* [Trecho]

┄┄┄┄┄┄

“CONTRATOS INTELIGENTES”, BLOCKCHAIN INSPIRA PROJETOS PARA O DESENVOLVIMENTO DE SISTEMAS MAIS SEGURO
Por Bruno Varella Miranda
Impulsionado pela euforia derivada das altas do bitcoin, o
debate sobre o blockchain (tecnologia de registro distribuído que visa a
descentralização como medida de segurança. São bases de registros e dados
distribuídos e compartilhados que têm a função de criar um índice global para
todas as transaçoes que ocorrem em um determinado mercado) vai muito além das
chamadas criptomoedas. Relatório recente publicado pela Organização das Naçoes
Unidas para a Agricultura e Alimentação (FAO, sigla em inglês) discute potenciais
aplicaçoes da tecnologia no setor agrícola, além de descrever uma série de
exemplos de empresas e iniciativas que já aplicam o blockchain na resolução de
problemas enfrentados por produtores rurais. As vantagens potenciais são
consideráveis, assim como os desafios.
Comecemos pelas boas notícias. Em primeiro lugar, o
blockchain poderia ser utilizado para o desenho dos chamados “contratos
inteligentes”, que viabilizariam o oferecimento de seguros a produtores
familiares. Graças à conexão com fontes de dados primários sobre eventos
climáticos, seria possível imaginar o estabelecimento de contratos que
efetuassem um pagamento automático aos produtores rurais em caso de um
desastre. Os “contratos inteligentes” trariam agilidade ao mercado de seguros a
um custo relativamente baixo, permitindo – em teoria – às empresas o
oferecimento de soluçoes a pequenos produtores rurais.
Querem outro exemplo? Em diversos países em desenvolvimento,
o blockchain inspira projetos para o desenvolvimento de sistemas mais seguros
de registro da propriedade de terras. Em seus aspectos mais óbvios, a criação
de um sistema descentralizado reduziria consideravelmente a possibilidade de
fraudes nos documentos. Ademais, levaria à existência de uma realidade em que a
situação das transaçoes de terra seria atualizada em tempo real. Outra vantagem
potencial – muitas vezes esquecida – diz respeito à capacidade de recuperação
dos dados em caso de destruição dos arquivos originais. A existência de um
sistema baseado na tecnologia blockchain elimina a preocupação com a
recuperação da memória institucional de um país após um conflito armado ou
desastre natural. Afinal, os registros estarão seguros da destruição causada
por humanos ou pela natureza.
No que se refere ao funcionamento das cadeias de suprimento
agroindustriais, o blockchain permite a adoção de políticas mais ambiciosas e
transparentes de rastreabilidade. Em outras palavras, as empresas não apenas
poderiam materializar as promessas de acompanhamento estrito das práticas adotadas
ao longo de toda a cadeia – algo muito custoso com as tecnologias do fim do
século XX – como também teriam menor espaço para relativizá-las – uma prática
comum, tendo em vista os altos custos de monitoramento. É crescente o interesse
pelo desenvolvimento de sistemas que permitam ao consumidor obter toda a
informação sobre um determinado produto ainda no local em que decide se o
comprará.

┄┄┄┄┄┄

* [Dados apresentados]

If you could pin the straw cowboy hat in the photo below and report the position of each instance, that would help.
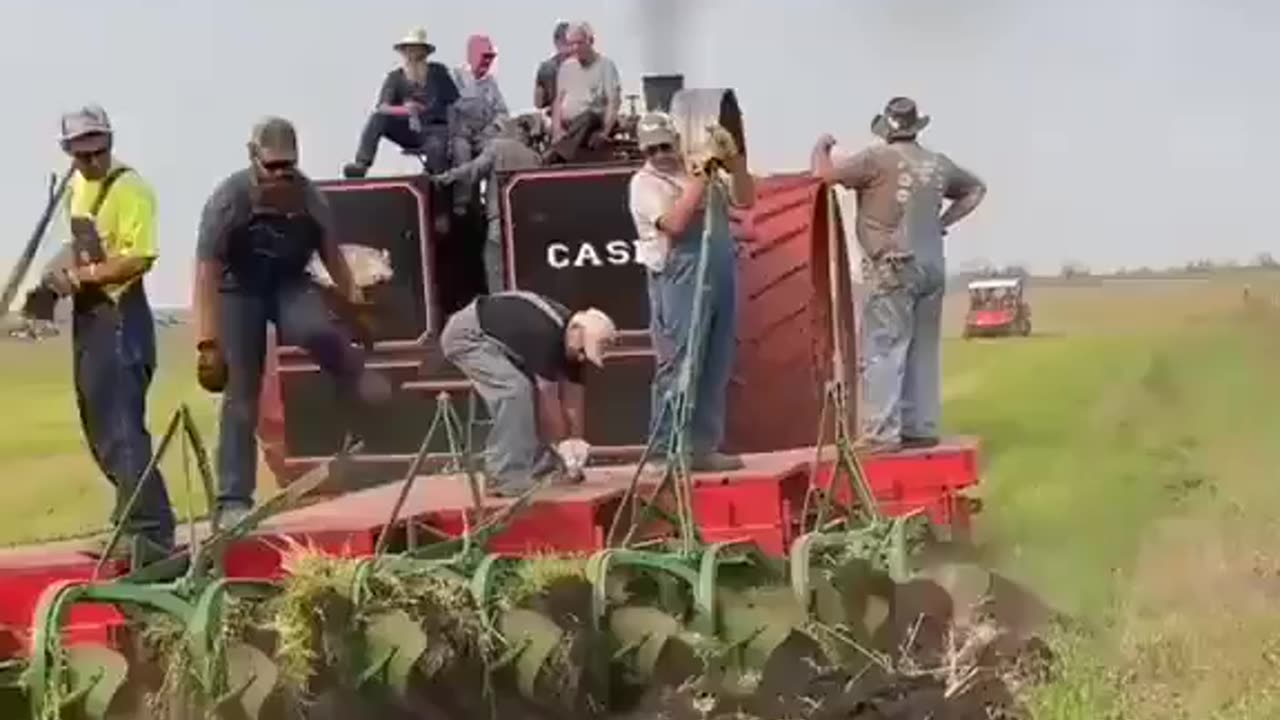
(415, 37)
(901, 118)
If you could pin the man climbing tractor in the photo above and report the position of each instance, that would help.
(257, 233)
(668, 197)
(113, 224)
(510, 343)
(900, 224)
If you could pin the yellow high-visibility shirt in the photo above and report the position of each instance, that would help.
(126, 222)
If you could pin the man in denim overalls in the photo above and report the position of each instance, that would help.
(668, 206)
(112, 213)
(257, 232)
(900, 224)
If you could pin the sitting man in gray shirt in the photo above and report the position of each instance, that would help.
(544, 81)
(511, 149)
(588, 98)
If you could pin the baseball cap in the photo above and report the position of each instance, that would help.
(90, 119)
(656, 128)
(598, 333)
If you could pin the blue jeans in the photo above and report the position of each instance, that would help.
(432, 140)
(114, 360)
(901, 351)
(301, 318)
(671, 304)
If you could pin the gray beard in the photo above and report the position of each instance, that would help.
(416, 72)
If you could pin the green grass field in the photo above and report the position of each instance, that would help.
(1128, 455)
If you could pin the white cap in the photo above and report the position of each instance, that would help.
(90, 119)
(598, 333)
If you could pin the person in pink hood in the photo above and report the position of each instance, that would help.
(480, 105)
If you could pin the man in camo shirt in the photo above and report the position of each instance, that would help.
(900, 223)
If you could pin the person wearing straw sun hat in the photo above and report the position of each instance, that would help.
(412, 108)
(901, 187)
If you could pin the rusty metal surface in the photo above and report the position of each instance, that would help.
(784, 354)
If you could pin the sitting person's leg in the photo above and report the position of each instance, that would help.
(577, 136)
(382, 126)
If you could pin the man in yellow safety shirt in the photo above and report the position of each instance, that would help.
(113, 224)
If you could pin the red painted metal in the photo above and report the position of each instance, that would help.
(24, 577)
(759, 504)
(991, 318)
(929, 479)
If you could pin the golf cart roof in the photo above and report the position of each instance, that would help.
(992, 283)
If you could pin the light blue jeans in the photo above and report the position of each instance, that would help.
(671, 304)
(901, 373)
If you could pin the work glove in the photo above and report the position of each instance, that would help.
(210, 365)
(574, 452)
(703, 164)
(721, 145)
(41, 304)
(60, 281)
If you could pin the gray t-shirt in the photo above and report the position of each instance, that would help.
(232, 204)
(592, 87)
(900, 190)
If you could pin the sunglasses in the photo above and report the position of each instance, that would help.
(88, 155)
(278, 165)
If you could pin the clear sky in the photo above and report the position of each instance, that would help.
(1121, 132)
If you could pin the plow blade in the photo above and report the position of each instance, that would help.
(763, 630)
(542, 652)
(95, 675)
(252, 678)
(394, 643)
(650, 646)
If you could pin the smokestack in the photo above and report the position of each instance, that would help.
(658, 91)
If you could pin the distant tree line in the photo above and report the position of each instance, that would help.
(1078, 270)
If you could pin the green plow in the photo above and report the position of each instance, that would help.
(440, 627)
(184, 592)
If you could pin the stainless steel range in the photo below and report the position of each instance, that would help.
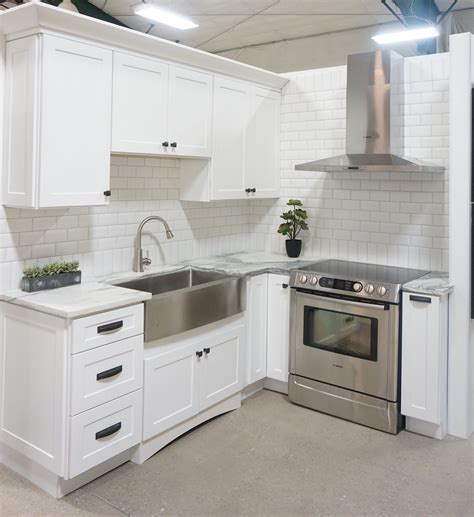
(344, 343)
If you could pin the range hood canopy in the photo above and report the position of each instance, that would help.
(374, 119)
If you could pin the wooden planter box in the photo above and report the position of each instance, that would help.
(30, 285)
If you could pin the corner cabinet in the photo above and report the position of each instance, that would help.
(246, 147)
(160, 109)
(425, 363)
(58, 101)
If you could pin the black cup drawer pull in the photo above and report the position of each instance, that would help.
(422, 299)
(109, 327)
(109, 373)
(108, 431)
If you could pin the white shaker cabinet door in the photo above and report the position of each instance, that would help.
(171, 387)
(257, 328)
(424, 357)
(190, 113)
(221, 368)
(140, 105)
(262, 171)
(76, 97)
(231, 113)
(278, 331)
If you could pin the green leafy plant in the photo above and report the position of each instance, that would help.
(54, 268)
(294, 220)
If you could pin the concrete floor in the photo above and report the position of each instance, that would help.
(273, 458)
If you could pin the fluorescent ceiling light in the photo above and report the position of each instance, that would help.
(406, 35)
(163, 16)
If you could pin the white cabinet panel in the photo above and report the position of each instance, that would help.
(63, 158)
(231, 112)
(424, 357)
(262, 170)
(105, 431)
(140, 105)
(221, 367)
(278, 330)
(106, 373)
(190, 113)
(257, 303)
(171, 387)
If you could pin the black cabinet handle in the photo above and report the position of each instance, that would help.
(108, 431)
(421, 299)
(109, 327)
(109, 373)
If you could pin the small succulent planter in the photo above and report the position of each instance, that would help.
(50, 276)
(41, 283)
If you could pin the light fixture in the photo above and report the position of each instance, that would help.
(163, 16)
(406, 35)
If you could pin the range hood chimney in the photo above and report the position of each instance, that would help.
(374, 119)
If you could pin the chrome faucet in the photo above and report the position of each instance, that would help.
(139, 261)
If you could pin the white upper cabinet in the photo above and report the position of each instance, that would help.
(160, 108)
(190, 113)
(57, 123)
(140, 105)
(231, 108)
(262, 170)
(246, 147)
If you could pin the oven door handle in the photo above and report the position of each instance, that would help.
(346, 302)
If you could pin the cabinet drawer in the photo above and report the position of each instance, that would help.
(105, 431)
(106, 373)
(107, 327)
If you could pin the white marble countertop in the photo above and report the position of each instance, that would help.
(76, 301)
(435, 283)
(238, 264)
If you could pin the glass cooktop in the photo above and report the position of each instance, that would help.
(362, 271)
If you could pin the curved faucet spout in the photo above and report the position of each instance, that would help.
(139, 261)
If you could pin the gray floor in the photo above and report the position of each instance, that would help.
(274, 458)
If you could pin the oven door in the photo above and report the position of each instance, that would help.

┄┄┄┄┄┄

* [Objetivos]
A. Cite o trecho do texto sobre blockchain que começa em "Querem outro exemplo?" e segue até "ou pela natureza.".
B. No texto sobre blockchain, o que os contratos inteligentes fariam pelos produtores rurais em caso de desastre?

* [Respostas do exercício]
A.
Querem outro exemplo? Em diversos países em desenvolvimento,
o blockchain inspira projetos para o desenvolvimento de sistemas mais seguros
de registro da propriedade de terras. Em seus aspectos mais óbvios, a criação
de um sistema descentralizado reduziria consideravelmente a possibilidade de
fraudes nos documentos. Ademais, levaria à existência de uma realidade em que a
situação das transaçoes de terra seria atualizada em tempo real. Outra vantagem
potencial – muitas vezes esquecida – diz respeito à capacidade de recuperação
dos dados em caso de destruição dos arquivos originais. A existência de um
sistema baseado na tecnologia blockchain elimina a preocupação com a
recuperação da memória institucional de um país após um conflito armado ou
desastre natural. Afinal, os registros estarão seguros da destruição causada
por humanos ou pela natureza.

B. Fariam um pagamento automático a eles.